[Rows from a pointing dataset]
—————

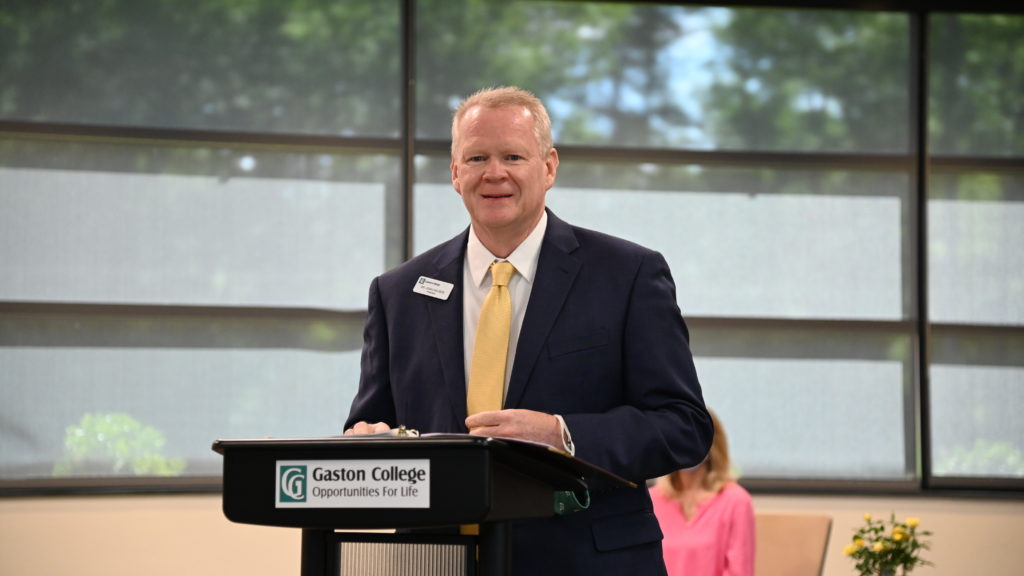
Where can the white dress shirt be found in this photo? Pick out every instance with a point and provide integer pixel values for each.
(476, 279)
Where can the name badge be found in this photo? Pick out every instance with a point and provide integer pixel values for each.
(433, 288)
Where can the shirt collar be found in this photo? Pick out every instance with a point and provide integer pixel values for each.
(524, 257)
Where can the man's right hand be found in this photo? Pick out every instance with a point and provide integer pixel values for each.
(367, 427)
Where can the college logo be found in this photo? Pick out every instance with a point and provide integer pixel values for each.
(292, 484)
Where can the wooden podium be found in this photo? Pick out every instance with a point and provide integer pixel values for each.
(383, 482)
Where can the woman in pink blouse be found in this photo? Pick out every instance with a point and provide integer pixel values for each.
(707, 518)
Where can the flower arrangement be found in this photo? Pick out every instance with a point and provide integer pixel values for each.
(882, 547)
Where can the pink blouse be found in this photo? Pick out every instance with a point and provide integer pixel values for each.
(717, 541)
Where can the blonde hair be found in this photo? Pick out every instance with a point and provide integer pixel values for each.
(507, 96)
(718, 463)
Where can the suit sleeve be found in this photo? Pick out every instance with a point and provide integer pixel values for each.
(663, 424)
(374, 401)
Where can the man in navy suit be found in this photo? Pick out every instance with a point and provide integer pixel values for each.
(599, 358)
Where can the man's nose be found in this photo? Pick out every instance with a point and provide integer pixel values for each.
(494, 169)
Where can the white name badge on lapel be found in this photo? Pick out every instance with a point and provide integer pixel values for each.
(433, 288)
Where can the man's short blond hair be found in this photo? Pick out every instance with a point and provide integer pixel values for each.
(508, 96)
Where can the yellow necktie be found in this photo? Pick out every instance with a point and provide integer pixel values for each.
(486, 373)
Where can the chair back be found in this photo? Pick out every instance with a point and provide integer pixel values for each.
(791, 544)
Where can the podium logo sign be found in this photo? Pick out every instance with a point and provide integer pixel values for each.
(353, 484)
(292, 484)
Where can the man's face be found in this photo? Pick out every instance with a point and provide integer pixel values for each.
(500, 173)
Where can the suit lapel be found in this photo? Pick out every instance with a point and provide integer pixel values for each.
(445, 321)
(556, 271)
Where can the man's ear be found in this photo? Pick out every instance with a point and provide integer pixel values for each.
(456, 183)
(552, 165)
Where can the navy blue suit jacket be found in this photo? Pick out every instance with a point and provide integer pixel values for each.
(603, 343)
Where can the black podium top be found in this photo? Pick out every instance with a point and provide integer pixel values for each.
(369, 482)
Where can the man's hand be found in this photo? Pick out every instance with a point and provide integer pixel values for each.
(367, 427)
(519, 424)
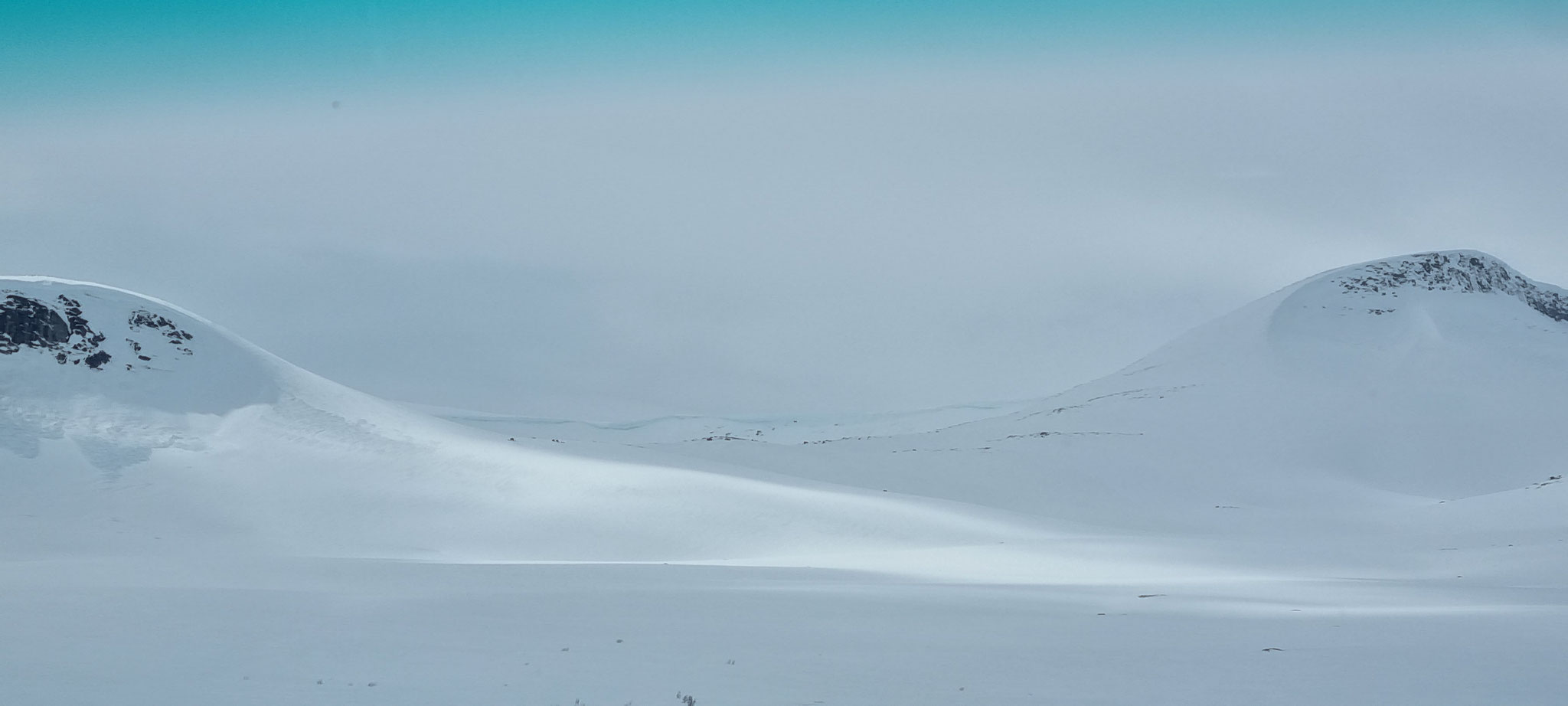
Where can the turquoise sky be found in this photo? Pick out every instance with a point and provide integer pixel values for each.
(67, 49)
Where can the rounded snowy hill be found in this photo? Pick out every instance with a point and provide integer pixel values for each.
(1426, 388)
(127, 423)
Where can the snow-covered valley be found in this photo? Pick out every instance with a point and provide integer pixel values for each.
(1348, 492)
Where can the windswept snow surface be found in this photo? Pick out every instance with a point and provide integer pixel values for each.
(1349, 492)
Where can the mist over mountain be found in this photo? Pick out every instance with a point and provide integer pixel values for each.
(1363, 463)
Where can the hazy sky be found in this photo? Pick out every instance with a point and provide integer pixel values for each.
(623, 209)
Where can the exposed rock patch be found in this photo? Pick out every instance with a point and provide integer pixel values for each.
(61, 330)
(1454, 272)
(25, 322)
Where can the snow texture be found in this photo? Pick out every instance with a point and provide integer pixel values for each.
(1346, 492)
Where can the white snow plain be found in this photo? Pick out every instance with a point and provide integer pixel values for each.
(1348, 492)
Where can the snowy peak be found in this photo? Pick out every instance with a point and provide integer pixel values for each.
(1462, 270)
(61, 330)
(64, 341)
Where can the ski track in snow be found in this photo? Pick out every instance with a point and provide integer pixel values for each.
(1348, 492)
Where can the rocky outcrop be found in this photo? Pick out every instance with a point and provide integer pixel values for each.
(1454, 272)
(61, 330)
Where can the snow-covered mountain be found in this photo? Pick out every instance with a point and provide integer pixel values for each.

—————

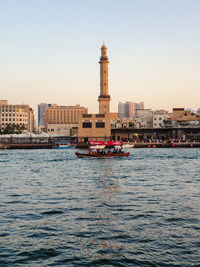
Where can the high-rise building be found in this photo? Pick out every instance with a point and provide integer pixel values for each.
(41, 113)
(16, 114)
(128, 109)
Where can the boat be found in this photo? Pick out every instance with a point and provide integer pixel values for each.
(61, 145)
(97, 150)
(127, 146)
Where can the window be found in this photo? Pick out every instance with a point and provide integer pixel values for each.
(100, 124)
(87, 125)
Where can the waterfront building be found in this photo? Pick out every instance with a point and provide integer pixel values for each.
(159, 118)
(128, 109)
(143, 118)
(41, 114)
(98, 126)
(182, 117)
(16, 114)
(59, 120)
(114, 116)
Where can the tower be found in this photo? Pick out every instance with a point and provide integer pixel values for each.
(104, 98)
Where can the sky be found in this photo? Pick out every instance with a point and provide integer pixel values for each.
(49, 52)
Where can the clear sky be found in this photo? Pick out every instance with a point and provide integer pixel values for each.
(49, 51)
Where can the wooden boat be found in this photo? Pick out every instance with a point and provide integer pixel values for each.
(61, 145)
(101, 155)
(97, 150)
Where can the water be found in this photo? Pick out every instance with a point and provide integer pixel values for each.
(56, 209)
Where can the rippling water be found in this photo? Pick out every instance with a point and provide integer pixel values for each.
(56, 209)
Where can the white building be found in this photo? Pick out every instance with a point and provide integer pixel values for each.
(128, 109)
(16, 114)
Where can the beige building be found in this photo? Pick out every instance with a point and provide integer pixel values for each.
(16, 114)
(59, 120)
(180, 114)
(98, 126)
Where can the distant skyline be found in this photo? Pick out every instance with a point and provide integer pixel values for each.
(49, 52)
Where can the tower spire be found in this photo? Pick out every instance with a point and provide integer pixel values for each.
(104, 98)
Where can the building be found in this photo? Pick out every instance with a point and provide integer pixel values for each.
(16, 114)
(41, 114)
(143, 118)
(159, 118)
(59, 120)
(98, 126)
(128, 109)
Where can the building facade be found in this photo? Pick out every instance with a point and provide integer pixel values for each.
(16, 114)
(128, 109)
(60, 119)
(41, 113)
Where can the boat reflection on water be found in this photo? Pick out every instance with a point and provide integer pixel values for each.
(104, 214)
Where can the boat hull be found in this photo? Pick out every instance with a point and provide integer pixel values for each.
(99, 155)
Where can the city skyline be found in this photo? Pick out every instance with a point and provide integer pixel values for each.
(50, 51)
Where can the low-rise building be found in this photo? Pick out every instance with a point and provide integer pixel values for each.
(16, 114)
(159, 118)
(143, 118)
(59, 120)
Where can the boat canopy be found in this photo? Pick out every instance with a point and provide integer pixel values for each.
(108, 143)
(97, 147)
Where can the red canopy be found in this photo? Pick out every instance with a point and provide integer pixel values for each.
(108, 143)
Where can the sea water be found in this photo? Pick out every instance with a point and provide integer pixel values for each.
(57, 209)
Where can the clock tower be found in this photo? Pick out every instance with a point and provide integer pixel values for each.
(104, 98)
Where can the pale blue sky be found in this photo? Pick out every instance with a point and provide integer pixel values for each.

—————

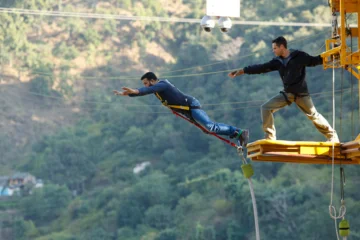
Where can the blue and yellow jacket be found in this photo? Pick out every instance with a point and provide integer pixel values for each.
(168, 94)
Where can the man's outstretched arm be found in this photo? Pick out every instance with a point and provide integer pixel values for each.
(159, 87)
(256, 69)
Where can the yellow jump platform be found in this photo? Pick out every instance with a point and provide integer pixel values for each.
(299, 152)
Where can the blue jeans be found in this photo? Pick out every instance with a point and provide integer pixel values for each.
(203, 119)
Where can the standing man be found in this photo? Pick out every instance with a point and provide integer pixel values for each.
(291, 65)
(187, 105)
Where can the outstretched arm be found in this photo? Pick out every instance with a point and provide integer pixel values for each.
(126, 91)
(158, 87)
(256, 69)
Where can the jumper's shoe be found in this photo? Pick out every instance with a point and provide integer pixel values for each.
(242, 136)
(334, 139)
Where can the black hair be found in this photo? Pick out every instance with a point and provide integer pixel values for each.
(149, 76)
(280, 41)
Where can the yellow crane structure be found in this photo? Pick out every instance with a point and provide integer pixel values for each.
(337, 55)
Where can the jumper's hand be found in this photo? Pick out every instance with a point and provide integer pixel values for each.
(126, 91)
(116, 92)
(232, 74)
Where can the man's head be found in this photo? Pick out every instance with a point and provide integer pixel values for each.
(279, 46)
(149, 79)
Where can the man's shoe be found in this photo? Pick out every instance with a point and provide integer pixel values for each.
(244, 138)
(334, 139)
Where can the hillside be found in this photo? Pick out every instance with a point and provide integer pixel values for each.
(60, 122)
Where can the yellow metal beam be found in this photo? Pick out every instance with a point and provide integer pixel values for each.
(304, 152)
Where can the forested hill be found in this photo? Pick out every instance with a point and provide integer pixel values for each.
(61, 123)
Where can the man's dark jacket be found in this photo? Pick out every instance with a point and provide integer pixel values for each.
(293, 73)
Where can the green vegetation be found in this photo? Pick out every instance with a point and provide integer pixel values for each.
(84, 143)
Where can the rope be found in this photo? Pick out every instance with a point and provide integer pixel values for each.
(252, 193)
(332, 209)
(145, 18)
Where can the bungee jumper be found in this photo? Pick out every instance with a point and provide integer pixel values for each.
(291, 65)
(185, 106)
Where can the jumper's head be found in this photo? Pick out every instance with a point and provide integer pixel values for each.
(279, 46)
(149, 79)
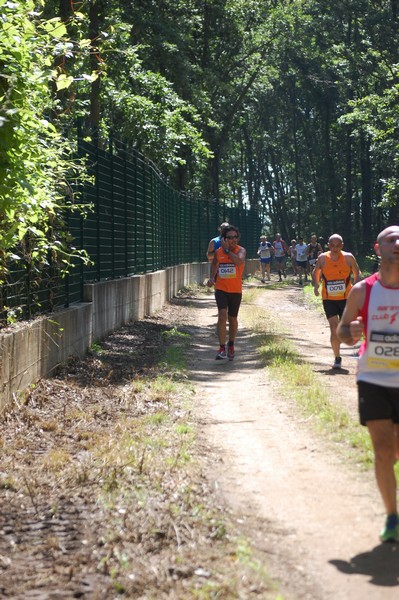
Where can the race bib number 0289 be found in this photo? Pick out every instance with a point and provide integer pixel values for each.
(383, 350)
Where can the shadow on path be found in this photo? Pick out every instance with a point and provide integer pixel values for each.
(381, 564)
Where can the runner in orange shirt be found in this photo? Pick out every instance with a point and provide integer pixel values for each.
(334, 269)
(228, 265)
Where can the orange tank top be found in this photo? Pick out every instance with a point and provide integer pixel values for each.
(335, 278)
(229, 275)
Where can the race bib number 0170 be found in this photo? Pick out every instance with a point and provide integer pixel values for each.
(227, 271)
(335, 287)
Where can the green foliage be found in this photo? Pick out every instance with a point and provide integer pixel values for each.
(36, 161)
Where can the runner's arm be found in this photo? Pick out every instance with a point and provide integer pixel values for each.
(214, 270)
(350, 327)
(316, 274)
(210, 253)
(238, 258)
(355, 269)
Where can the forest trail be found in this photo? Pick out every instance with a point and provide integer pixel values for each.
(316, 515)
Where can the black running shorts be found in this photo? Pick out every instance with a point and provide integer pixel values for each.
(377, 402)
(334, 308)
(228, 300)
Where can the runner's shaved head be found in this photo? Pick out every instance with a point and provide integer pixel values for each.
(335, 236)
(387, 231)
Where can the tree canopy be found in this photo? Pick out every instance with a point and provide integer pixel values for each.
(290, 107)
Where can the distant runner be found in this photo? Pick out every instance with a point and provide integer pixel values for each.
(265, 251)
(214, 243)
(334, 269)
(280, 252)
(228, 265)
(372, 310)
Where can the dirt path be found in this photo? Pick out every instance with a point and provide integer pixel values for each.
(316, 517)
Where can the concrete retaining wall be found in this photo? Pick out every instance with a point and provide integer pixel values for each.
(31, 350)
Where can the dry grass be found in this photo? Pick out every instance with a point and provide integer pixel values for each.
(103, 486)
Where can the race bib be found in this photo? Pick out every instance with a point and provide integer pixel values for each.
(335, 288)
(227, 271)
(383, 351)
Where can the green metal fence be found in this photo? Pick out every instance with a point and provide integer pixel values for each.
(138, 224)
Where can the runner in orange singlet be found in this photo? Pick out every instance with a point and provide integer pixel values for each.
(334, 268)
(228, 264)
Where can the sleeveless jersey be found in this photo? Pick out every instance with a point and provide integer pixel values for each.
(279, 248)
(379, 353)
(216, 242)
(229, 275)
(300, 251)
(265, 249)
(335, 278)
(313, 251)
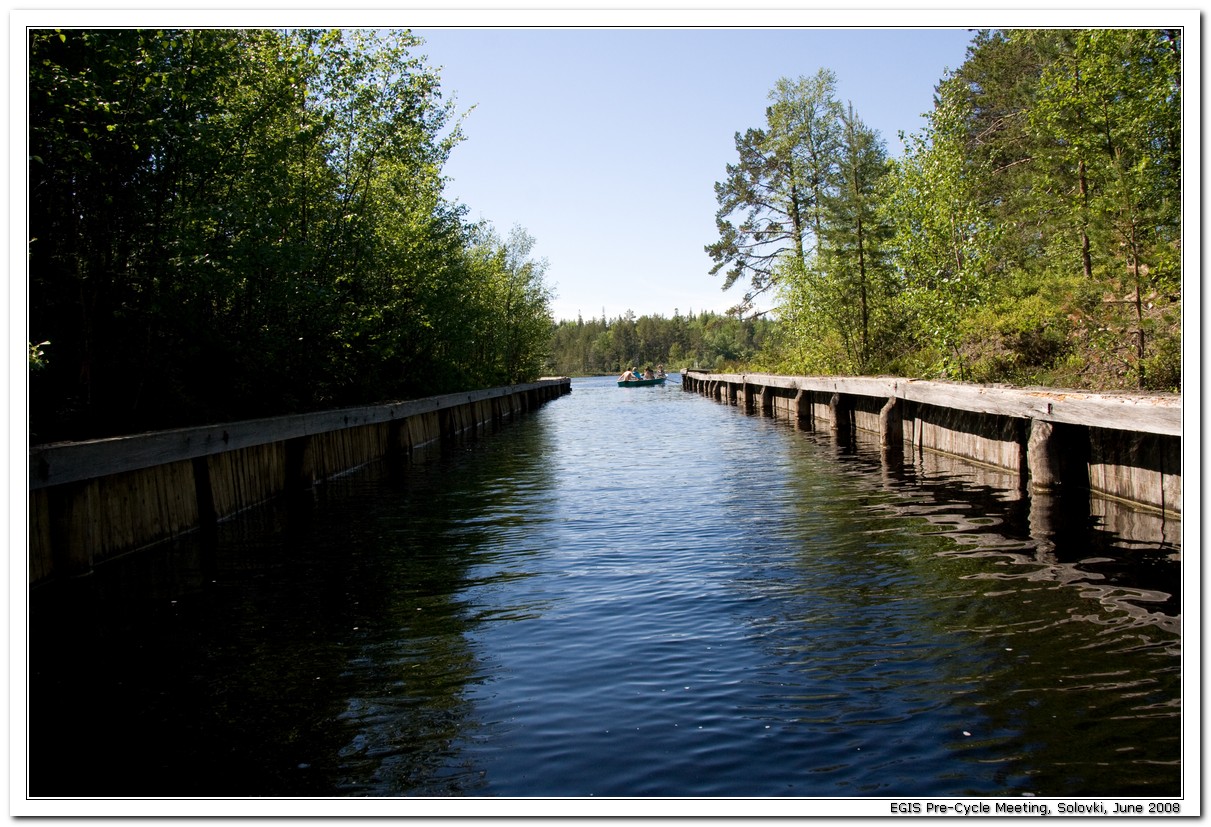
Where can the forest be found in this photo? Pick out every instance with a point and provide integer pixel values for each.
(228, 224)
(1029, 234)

—————

[INSTRUCTIONS TO FOLLOW]
Rewrite the rows starting at the one containing "Where can the distant runner" and ending at the one containing "(1029, 234)", changing "concrete retaining wall" to "stone retaining wall" and keeping everything else the same. Leave the pictures out of your answer.

[RESULT BELOW]
Where can the distant runner be found in this photo? Pick out every instance with a point and provide integer pixel values for each.
(265, 251)
(214, 243)
(334, 269)
(280, 252)
(228, 265)
(372, 310)
Where can the dirt path be found in this photo? Pick out every instance with a point and provide integer pixel values for each.
(316, 517)
Where can the stone retaining wall be found in this photo? Pick out every instance with a point and provide integer pixel values for each.
(31, 350)
Where can the dry grass be found in this photo? Pick out every instance with a point and provide integer pixel values for each.
(103, 486)
Where can the race bib be found in this photo? Pick out every instance with a point and provide integer pixel values for each.
(335, 288)
(227, 271)
(383, 351)
Where can the green metal fence be found in this photo? Pick out every instance with a point and provide integer pixel values for each.
(138, 224)
Where can the runner in orange singlet be found in this photo? Pick out every instance with a point and provide integer pixel values for each.
(334, 268)
(228, 264)
Where can the sleeveless jersey be found in this photo? Pick out every instance with a point and provide integer pixel values for each.
(279, 248)
(379, 353)
(216, 242)
(229, 275)
(300, 251)
(265, 249)
(335, 278)
(313, 251)
Where can the forest be found in this photo? Pick out every instance with a point and provide integer pixel values for each.
(228, 224)
(1029, 234)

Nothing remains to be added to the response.